### [PROVIDED ENTRIES]
-=-=-
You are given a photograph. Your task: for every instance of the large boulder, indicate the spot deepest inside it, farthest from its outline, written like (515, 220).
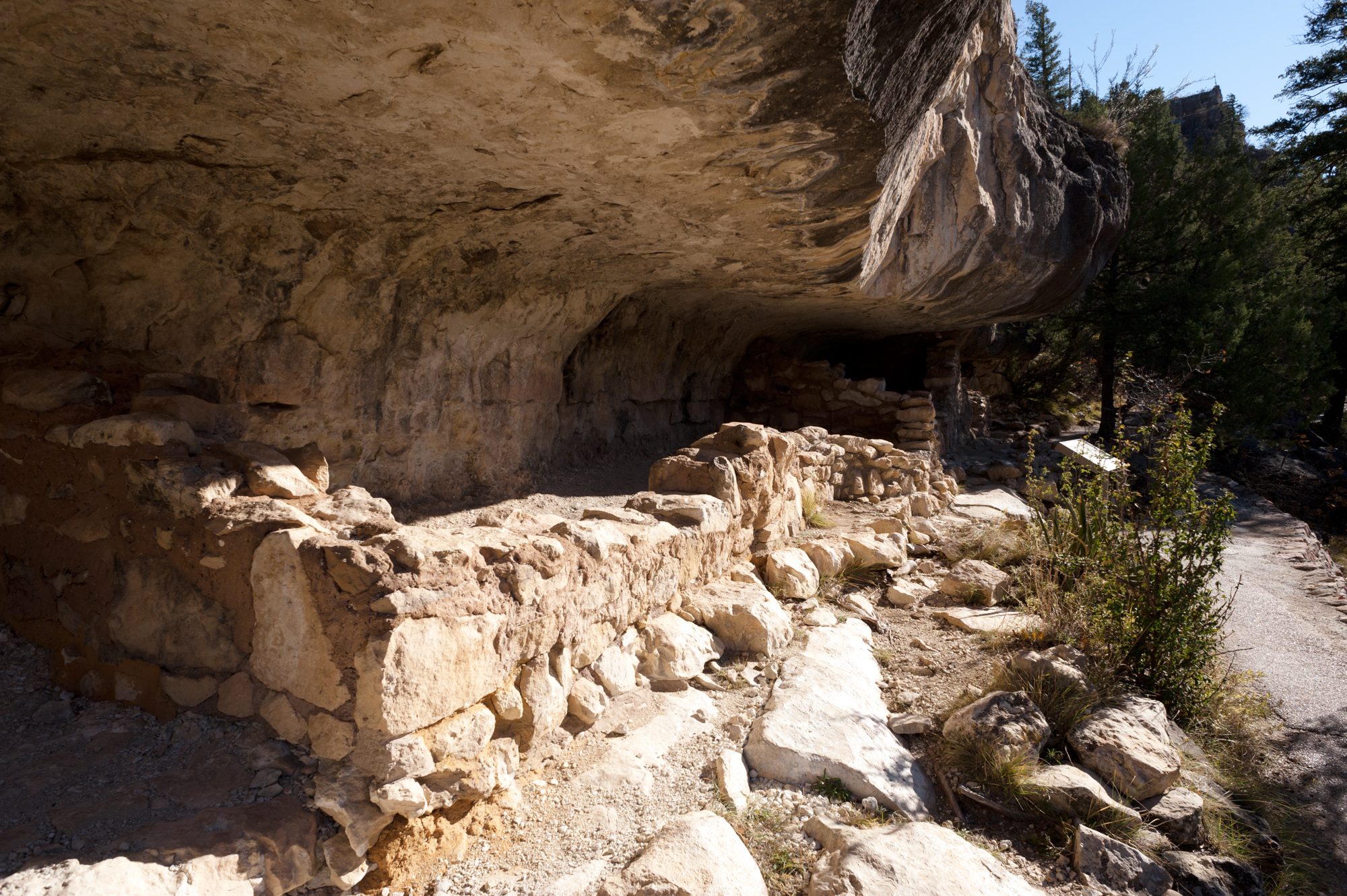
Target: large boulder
(1074, 793)
(793, 574)
(694, 855)
(42, 390)
(553, 300)
(976, 582)
(886, 551)
(732, 777)
(830, 556)
(1063, 666)
(1007, 722)
(118, 875)
(676, 649)
(1214, 875)
(744, 615)
(1117, 866)
(900, 860)
(1178, 815)
(292, 650)
(826, 718)
(1129, 746)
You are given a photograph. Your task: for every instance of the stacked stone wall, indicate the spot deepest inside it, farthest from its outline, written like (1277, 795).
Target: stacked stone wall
(172, 565)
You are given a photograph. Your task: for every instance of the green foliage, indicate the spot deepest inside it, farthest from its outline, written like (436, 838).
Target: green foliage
(834, 790)
(1129, 568)
(1042, 54)
(1062, 703)
(1313, 143)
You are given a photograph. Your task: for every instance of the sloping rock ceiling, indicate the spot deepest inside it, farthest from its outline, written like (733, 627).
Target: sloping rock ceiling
(455, 241)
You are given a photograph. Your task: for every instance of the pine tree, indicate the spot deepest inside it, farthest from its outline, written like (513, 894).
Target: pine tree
(1314, 139)
(1043, 55)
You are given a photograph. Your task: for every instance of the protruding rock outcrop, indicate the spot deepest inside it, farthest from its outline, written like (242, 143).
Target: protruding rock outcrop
(451, 241)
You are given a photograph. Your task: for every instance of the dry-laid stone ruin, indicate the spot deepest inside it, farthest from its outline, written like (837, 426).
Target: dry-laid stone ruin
(274, 279)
-=-=-
### [GOAL]
In the records above, find the line containing "like (733, 627)."; please retype it and every line after it through the last line, exactly and with nothing else.

### [WRITTEN SOLUTION]
You are given a photograph. Your task: for every instance of the sloping rock ceiling, indicate the spot deepest inside it, farthest from its outline, written like (733, 627).
Target: sloping rock ceiling
(455, 241)
You are given a photograph. Your task: for every instance of the pine tree, indicate the spot deepest inside it, farthest from its outline, written like (513, 894).
Target: pine tree
(1314, 139)
(1043, 55)
You are given a photograph. Your task: for every instance of the protruding rock outcrop, indicate the spot deepest inside it, farthest from its outline, written like (242, 143).
Target: protruding rock outcrop
(451, 241)
You are given a photograph. Your task: for every instance of the dry-laid stone ruin, indicate the spot deepest inside it, farthest from its outline, written like (837, 426).
Target: dry-laid stone ruin
(274, 279)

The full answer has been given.